**Directions for this task:**
Pull every line of the entries that has the word "wheel".
*** Records shown
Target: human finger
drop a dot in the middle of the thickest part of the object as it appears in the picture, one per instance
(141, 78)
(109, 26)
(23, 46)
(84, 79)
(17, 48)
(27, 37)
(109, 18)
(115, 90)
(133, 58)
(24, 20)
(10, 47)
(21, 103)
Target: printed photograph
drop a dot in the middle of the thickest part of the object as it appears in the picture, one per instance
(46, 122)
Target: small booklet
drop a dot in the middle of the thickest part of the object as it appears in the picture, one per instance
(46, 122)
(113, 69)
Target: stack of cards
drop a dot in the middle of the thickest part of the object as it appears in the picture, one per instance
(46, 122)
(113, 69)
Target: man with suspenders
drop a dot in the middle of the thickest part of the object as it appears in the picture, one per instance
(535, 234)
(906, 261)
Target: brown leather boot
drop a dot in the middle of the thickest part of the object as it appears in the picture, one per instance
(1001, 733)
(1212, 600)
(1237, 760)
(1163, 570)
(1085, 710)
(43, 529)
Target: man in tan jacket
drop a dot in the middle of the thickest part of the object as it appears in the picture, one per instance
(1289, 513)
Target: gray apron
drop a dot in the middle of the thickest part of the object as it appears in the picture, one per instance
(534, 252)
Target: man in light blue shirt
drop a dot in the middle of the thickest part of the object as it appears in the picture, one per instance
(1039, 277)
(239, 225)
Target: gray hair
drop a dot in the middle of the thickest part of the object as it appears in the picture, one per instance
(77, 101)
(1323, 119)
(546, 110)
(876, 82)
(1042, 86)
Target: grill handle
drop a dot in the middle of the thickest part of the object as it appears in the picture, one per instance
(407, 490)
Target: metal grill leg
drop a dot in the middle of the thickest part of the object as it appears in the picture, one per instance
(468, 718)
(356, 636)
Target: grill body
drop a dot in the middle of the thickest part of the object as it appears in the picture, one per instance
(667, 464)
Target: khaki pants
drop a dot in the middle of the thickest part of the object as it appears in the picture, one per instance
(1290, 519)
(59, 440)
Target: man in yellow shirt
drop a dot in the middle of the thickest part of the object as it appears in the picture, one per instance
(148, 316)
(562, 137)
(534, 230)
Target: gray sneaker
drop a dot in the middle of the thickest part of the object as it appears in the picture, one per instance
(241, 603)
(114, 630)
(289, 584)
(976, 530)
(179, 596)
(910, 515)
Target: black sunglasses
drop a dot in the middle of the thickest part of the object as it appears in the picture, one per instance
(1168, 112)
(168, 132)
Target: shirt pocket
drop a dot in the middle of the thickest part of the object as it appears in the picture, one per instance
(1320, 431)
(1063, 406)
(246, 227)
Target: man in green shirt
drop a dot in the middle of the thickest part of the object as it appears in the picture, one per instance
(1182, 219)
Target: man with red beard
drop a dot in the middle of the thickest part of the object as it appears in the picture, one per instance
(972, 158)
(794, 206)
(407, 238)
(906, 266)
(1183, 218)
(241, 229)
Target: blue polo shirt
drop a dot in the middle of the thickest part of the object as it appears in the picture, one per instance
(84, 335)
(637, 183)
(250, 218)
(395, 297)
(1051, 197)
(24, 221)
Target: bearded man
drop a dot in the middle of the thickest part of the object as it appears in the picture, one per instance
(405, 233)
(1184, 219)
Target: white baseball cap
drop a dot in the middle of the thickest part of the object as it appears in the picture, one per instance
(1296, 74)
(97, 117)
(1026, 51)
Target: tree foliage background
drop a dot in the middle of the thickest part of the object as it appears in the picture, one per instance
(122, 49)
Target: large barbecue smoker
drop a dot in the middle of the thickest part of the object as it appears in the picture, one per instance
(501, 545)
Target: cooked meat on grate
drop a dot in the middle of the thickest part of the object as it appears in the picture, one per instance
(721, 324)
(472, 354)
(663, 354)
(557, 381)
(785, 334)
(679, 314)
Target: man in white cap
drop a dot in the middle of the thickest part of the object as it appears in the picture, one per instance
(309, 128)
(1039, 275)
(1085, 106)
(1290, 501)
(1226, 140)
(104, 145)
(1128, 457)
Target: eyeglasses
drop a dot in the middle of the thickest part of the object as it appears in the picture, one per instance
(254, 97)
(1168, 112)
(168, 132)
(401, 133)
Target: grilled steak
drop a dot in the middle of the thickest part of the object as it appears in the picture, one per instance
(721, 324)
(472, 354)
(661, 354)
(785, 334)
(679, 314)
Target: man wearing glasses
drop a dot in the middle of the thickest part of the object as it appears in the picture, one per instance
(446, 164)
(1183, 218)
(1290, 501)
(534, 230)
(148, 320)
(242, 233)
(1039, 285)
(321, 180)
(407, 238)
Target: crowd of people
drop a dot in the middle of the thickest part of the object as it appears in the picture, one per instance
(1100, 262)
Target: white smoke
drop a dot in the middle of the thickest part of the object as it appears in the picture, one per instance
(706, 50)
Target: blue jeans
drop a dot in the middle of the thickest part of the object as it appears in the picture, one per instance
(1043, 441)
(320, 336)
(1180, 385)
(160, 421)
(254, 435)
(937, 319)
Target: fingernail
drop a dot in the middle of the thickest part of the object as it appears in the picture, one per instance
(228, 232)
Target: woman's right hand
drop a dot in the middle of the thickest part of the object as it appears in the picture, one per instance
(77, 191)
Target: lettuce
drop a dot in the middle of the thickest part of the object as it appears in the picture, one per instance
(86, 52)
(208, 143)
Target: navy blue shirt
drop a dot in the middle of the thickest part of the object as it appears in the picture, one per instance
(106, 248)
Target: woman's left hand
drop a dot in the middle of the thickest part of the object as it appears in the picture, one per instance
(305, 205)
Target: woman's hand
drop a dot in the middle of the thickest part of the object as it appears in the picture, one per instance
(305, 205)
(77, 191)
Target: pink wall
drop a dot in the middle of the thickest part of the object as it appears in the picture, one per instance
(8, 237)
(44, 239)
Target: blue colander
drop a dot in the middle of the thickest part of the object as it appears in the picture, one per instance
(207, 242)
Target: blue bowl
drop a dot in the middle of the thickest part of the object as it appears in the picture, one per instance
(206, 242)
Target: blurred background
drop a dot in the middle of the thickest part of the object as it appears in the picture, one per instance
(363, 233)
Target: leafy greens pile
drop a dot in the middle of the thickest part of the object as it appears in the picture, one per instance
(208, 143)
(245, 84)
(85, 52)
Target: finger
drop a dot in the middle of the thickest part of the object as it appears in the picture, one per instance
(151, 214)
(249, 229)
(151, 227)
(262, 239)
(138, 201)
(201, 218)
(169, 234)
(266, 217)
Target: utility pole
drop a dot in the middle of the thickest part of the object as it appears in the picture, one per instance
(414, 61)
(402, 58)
******
*** Records shown
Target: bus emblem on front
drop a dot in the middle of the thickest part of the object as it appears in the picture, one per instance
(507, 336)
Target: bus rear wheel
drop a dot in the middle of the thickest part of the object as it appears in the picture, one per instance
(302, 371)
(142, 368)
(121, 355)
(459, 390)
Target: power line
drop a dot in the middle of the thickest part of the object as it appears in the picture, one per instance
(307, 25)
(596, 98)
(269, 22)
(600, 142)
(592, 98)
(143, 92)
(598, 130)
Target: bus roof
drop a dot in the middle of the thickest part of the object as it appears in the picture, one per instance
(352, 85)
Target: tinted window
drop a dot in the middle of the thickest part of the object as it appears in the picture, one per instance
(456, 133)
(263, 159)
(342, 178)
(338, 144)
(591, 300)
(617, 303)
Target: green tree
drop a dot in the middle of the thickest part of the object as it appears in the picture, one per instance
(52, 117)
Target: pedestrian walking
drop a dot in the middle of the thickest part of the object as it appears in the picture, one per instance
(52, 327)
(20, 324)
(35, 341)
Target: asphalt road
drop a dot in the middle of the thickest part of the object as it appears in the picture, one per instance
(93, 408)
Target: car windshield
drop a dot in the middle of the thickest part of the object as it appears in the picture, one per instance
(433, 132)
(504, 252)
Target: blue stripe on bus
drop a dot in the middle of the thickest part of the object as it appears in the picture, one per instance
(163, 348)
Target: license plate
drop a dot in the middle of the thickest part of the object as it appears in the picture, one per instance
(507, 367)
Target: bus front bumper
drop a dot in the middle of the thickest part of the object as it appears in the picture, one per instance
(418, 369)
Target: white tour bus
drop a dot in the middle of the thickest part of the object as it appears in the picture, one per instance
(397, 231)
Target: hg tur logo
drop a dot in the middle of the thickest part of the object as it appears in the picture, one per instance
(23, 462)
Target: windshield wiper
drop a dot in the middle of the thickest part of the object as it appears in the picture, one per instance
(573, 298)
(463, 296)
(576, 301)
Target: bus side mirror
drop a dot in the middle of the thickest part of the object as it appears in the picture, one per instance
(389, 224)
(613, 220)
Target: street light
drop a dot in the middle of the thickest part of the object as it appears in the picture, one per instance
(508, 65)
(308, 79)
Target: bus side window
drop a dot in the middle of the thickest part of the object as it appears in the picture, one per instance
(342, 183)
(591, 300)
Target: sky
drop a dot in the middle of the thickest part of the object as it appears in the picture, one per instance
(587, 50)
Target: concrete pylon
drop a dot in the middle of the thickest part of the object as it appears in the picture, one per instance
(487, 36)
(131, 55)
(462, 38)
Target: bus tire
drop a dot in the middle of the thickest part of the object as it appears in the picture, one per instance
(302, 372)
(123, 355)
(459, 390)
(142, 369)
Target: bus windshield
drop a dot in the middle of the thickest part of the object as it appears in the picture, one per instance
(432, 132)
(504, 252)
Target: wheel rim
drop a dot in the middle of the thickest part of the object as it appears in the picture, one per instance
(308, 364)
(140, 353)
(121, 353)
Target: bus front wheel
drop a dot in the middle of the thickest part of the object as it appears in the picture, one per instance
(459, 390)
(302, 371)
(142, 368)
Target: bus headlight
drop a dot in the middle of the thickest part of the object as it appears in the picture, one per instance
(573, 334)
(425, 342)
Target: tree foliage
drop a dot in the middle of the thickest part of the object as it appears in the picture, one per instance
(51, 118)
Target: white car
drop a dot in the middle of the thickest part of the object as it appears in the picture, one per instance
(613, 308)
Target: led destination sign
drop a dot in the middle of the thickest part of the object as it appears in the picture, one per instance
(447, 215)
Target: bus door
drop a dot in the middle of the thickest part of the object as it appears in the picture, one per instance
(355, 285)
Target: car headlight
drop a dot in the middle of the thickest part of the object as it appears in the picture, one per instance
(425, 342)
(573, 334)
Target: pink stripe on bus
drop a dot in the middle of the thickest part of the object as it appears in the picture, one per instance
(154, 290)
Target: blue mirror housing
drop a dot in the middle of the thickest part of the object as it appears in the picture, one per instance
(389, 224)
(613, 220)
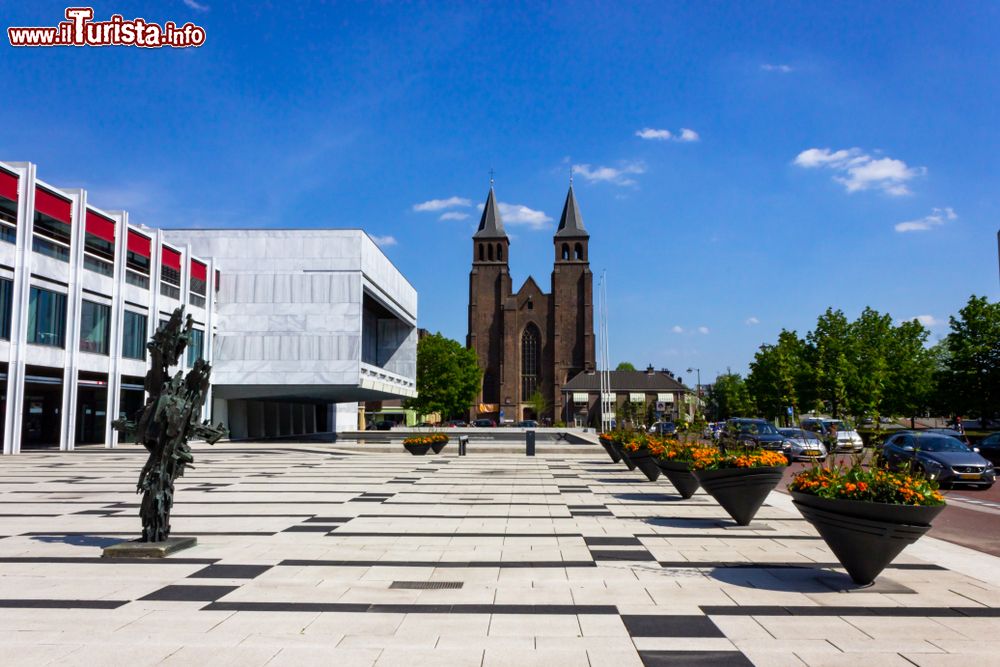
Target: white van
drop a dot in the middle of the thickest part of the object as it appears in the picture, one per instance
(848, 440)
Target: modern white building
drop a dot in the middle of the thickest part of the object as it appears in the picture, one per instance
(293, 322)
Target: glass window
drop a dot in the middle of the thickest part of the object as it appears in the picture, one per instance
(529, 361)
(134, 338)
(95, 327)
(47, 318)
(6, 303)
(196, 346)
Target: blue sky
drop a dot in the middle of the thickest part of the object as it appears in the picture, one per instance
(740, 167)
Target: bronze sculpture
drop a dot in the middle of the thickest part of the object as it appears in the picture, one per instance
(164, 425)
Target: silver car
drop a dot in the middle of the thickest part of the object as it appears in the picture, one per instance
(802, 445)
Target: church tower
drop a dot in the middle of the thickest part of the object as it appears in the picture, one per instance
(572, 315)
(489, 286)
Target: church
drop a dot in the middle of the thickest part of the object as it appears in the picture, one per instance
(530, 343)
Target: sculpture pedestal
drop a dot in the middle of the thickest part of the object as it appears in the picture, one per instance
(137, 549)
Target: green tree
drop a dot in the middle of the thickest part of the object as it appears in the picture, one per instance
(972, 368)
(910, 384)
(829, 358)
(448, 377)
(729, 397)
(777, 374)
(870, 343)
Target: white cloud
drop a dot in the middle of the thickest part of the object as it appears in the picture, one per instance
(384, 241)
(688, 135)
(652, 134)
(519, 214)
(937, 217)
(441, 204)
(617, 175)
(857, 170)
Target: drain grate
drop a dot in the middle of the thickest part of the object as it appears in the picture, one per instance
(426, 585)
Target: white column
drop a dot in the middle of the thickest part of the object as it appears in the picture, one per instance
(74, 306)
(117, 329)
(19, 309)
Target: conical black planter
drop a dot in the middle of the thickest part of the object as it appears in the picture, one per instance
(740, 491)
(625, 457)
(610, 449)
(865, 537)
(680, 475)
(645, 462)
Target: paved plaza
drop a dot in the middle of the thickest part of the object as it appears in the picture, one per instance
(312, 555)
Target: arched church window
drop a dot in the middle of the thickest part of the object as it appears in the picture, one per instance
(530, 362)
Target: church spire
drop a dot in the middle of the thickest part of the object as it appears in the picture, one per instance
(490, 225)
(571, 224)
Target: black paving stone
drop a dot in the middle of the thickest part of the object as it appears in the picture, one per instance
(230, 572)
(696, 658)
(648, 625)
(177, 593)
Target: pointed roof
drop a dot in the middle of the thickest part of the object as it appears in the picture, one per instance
******
**Result of the task:**
Target: bus rear wheel
Target: wheel rim
Target: bus front wheel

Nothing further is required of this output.